抜粋文:

平成21年11月2日(月)午後2時~3時
パークハイアット東京 39階ヴェネシアンルーム

入賞者発表記者会見は、都内パークハイアット東京の39階ヴェネシアンルームで開催された。
主催者あいさつ
組織委員長 小林啓泰
(財団法人民主音楽協会 代表理事)

本日はご多忙の中、お集まりくださりありがとうございます。そしてまた、皆様には民音の事業への深いご理解と厚い支援を賜りました事を心より感謝し、御礼を申し上げたいと思います。
東京国際音楽コンクール<指揮>は3年に一度の指揮者のコンクールとして開催しており、若い指揮者の登竜門として、アジアを代表する国際コンクールとの高い評価を得るにいたっております。これまで入賞者が38名、入選者は34名を超え、この中から世界に多くの良い人材が輩出されましたことは、皆様ご存知の通りでございます。そして、何よりも、厳正なる審査に当たってくださった、外山雄三先生をはじめ、審査委員の諸先生方、そしてまた、参加者の演奏を担ってくださいましたオーケストラの皆様にはこの場をお借りいたしまして、深く感謝を申し上げたいと存じます。
特に今回の審査委員は日本を代表する指揮者の先生方をはじめ、海外の審査委員は世界の音楽界を代表する先生方に集っていただき、私としては、名実ともに世界有数の指揮者コンクールになりえたと、この上ない喜びでございます。
今回の申し込みにつきましては、33カ国・地域から152名のお申し込みがございました。6月に書類・ビデオ選考を行った結果、5カ国7名の方が予選を通過をされました。
うち、1名の方は棄権をされました。第一次予選は4カ国5名(日本2名、韓国1名、ロシア1名、フランス1名)の皆様が、第二次予選では3カ国3名(日本1名、ロシア1名、フランス1名)の方達が通過し、本選に進まれたわけでございます。

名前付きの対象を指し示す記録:
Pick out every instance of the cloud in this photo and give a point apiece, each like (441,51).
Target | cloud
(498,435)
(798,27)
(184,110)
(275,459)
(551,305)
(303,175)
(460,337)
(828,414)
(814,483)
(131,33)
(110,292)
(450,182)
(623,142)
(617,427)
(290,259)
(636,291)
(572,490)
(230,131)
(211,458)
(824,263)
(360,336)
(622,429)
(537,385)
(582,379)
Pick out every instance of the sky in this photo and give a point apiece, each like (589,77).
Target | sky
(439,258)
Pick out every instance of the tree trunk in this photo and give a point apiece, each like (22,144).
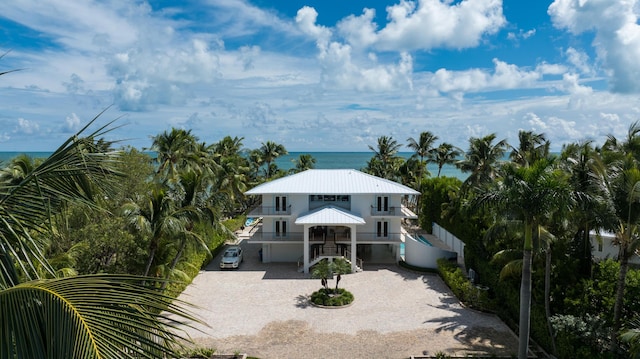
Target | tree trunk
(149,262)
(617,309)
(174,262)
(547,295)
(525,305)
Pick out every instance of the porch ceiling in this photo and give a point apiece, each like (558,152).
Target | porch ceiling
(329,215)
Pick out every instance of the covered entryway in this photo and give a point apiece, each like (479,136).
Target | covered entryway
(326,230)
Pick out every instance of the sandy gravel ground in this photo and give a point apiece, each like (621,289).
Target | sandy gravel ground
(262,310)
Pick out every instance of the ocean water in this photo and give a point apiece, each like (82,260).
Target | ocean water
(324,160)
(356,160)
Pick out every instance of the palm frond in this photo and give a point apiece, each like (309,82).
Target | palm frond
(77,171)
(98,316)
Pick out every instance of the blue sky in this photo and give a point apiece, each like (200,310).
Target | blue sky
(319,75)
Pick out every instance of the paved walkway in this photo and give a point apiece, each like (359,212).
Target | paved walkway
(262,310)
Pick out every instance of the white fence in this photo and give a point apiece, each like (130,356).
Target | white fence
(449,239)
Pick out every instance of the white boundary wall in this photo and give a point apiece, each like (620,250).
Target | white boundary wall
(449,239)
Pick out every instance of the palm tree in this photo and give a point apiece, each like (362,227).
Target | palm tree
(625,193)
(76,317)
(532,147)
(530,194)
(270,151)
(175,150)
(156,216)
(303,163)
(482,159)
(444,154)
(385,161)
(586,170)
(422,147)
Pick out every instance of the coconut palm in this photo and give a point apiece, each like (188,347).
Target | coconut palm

---

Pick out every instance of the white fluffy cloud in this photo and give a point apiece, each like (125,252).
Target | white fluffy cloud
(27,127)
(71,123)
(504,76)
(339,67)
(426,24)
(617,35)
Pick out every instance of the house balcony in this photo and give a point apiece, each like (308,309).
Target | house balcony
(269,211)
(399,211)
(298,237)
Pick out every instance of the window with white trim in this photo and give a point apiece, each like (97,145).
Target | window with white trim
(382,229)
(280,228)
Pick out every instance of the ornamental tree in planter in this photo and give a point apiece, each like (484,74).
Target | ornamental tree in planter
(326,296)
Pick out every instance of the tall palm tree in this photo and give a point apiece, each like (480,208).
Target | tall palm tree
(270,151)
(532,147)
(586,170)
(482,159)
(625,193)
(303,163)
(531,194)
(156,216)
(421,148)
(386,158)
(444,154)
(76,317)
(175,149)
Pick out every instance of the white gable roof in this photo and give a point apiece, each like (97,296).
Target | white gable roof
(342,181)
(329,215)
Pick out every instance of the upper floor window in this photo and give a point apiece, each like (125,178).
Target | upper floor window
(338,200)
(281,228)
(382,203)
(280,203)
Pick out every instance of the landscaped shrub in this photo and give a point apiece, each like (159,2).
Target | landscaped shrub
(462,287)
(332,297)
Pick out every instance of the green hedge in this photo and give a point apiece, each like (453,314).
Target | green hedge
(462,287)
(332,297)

指示文: 記者会見のあいさつによると、第一次予選を通過した5名はどの国の人ですか。国をすべて挙げてください。 記者会見のあいさつだけを手がかりにしてください。

結果: 日本（2名）、韓国（1名）、ロシア（1名）、フランス（1名）